Write out the lines from the line containing "Would you be so kind as to locate the tail" through the final line of the listing below, exactly, omitting every other line.

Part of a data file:
____
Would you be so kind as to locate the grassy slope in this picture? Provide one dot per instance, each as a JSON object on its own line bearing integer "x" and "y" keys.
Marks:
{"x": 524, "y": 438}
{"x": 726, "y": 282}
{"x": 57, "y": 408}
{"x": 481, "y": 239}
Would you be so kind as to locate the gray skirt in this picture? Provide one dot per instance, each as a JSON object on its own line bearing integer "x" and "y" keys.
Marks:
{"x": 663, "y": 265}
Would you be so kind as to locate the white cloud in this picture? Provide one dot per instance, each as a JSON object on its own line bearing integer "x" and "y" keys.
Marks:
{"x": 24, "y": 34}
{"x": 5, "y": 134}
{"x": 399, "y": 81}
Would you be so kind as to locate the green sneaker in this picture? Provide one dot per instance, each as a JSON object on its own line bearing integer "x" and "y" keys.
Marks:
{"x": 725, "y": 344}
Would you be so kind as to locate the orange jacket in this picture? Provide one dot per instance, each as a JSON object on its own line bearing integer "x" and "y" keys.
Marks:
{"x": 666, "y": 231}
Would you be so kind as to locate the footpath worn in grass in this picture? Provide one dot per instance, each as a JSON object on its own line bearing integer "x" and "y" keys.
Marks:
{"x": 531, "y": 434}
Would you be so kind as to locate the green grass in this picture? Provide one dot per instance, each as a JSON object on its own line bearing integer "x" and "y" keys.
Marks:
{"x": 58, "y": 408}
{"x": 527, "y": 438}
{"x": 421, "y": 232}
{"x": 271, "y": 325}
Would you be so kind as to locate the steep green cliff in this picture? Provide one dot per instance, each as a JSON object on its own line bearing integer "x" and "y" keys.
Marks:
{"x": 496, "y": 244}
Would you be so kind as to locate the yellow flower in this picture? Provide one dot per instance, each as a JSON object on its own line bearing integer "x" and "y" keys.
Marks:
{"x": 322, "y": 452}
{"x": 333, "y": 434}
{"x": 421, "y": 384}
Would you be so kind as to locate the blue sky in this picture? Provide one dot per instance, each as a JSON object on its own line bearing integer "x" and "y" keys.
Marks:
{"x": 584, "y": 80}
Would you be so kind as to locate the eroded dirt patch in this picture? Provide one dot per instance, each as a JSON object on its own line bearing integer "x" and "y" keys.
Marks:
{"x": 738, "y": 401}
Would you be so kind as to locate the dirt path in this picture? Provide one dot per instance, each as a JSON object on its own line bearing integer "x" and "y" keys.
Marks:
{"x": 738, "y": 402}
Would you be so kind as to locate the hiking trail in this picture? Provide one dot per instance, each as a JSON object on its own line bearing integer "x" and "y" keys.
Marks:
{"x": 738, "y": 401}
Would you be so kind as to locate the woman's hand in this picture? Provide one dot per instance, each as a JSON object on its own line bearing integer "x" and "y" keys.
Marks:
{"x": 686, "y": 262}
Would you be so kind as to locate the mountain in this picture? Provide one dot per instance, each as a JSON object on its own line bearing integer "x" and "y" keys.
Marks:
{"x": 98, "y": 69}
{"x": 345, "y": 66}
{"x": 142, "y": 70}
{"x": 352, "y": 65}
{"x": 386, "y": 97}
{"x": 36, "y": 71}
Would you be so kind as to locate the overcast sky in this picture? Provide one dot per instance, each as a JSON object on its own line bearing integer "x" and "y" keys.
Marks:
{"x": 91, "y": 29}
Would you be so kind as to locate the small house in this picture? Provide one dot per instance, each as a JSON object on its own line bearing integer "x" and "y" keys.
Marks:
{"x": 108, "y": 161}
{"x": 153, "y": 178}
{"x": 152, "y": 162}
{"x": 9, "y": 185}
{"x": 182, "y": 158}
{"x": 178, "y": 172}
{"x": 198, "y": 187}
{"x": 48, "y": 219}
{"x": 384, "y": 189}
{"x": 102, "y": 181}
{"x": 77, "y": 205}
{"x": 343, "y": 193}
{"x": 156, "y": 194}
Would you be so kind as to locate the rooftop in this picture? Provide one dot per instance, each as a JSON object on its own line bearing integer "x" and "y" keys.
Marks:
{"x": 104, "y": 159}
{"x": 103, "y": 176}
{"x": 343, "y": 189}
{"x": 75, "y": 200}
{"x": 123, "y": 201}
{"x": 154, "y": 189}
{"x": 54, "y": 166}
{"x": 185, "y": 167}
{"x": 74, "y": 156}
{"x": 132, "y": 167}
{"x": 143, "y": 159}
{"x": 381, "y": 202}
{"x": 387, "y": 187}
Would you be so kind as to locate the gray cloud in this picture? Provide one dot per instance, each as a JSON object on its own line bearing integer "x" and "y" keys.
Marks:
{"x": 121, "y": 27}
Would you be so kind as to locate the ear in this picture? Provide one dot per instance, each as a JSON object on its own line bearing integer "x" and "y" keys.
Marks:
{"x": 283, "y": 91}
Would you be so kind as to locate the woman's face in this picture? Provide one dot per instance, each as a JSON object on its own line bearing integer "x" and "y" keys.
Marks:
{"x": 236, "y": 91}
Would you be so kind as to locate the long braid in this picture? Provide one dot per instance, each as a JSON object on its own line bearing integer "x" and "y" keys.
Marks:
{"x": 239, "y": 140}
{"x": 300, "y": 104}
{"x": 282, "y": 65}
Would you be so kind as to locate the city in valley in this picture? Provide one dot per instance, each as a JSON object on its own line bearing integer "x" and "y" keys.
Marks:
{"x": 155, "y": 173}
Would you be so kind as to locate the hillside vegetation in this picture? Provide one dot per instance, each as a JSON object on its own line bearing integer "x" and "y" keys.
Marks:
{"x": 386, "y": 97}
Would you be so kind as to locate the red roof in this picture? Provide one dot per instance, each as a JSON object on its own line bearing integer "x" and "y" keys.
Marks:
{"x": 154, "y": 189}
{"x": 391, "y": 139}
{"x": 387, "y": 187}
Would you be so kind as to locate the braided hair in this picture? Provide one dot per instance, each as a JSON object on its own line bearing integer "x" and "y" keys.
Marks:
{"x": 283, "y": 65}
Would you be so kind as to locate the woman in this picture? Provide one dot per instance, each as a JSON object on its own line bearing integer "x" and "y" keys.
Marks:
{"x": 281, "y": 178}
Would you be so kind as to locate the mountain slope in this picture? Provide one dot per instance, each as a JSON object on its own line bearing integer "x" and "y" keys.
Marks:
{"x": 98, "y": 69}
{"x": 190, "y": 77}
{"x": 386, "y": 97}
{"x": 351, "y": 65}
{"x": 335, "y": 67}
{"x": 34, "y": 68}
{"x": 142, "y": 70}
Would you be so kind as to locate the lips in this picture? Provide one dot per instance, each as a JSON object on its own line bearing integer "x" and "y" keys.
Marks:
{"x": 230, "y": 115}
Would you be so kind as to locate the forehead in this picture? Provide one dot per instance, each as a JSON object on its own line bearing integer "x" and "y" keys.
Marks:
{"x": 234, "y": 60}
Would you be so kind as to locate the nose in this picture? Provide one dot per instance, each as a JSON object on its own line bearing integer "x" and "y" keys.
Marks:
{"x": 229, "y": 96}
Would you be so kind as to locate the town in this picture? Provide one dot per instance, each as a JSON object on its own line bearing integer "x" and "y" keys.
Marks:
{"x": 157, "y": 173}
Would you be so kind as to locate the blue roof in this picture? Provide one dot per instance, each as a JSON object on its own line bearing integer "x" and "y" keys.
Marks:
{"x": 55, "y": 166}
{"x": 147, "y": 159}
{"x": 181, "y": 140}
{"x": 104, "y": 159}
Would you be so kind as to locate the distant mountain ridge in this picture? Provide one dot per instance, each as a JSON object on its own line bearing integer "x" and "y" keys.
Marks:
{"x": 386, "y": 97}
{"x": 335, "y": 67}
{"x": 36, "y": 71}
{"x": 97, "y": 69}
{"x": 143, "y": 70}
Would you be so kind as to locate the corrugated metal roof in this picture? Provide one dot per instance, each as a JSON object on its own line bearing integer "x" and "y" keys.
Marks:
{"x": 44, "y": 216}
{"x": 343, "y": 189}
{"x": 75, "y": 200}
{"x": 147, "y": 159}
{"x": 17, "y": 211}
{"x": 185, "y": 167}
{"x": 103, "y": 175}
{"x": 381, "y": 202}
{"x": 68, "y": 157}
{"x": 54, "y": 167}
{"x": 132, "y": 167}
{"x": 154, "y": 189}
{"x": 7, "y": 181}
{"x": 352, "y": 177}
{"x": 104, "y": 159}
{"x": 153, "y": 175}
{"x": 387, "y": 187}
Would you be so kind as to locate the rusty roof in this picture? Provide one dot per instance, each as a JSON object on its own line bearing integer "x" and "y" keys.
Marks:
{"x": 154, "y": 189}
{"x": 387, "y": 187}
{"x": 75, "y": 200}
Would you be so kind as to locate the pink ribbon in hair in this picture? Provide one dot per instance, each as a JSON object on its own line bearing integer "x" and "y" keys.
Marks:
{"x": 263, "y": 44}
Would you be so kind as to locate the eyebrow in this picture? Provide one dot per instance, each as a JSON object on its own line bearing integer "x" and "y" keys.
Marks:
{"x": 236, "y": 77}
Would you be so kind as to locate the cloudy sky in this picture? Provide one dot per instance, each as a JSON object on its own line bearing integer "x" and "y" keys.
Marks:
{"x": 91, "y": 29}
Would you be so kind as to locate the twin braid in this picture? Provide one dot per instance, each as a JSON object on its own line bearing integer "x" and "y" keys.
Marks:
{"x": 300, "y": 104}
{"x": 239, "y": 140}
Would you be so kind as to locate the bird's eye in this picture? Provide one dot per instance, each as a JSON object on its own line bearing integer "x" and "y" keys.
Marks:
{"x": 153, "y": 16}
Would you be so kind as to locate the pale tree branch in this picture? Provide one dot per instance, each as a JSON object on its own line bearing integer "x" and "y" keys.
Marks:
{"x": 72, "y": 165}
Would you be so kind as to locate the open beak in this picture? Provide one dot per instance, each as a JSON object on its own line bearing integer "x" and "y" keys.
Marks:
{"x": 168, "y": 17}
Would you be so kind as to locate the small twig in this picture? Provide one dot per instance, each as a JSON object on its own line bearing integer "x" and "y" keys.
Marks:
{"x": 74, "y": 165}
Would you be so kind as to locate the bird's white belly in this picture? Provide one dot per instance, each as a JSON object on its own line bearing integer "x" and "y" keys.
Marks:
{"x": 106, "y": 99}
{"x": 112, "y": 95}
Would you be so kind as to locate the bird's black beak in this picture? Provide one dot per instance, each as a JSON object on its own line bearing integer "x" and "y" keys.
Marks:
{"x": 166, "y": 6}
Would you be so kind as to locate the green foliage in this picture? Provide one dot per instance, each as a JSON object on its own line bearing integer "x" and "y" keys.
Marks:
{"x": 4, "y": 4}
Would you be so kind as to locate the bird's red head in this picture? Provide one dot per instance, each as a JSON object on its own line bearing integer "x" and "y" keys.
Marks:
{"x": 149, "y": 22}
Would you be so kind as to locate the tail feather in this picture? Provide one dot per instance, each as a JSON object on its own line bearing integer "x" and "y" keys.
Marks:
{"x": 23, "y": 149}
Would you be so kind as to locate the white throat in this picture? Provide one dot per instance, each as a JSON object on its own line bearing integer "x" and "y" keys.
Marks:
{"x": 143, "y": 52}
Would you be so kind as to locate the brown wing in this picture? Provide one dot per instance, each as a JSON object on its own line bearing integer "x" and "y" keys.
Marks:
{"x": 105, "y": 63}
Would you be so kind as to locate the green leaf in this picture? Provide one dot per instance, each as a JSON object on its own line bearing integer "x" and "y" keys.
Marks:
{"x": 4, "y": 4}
____
Result below -
Would you be so kind as to locate the tail feather in this picture? Provide one dot per instance, each as a JSON object on its own line bearing integer "x" and "y" keys.
Marks:
{"x": 23, "y": 149}
Would you be so kind as to locate the white throat in this picture? Provide one dot per instance, each as a JSON object on its own line bearing integer "x" and "y" keys.
Marks:
{"x": 143, "y": 52}
Would you be so kind as to locate the brown wing in this picture? Provide one dot per instance, each as a JSON object on its own line bearing integer "x" and "y" keys.
Marks:
{"x": 105, "y": 63}
Would you be so kind as to locate the green leaf in this picture? Provide one dot per instance, each as a JSON object on its own line bearing integer "x" and "y" keys.
Marks:
{"x": 4, "y": 4}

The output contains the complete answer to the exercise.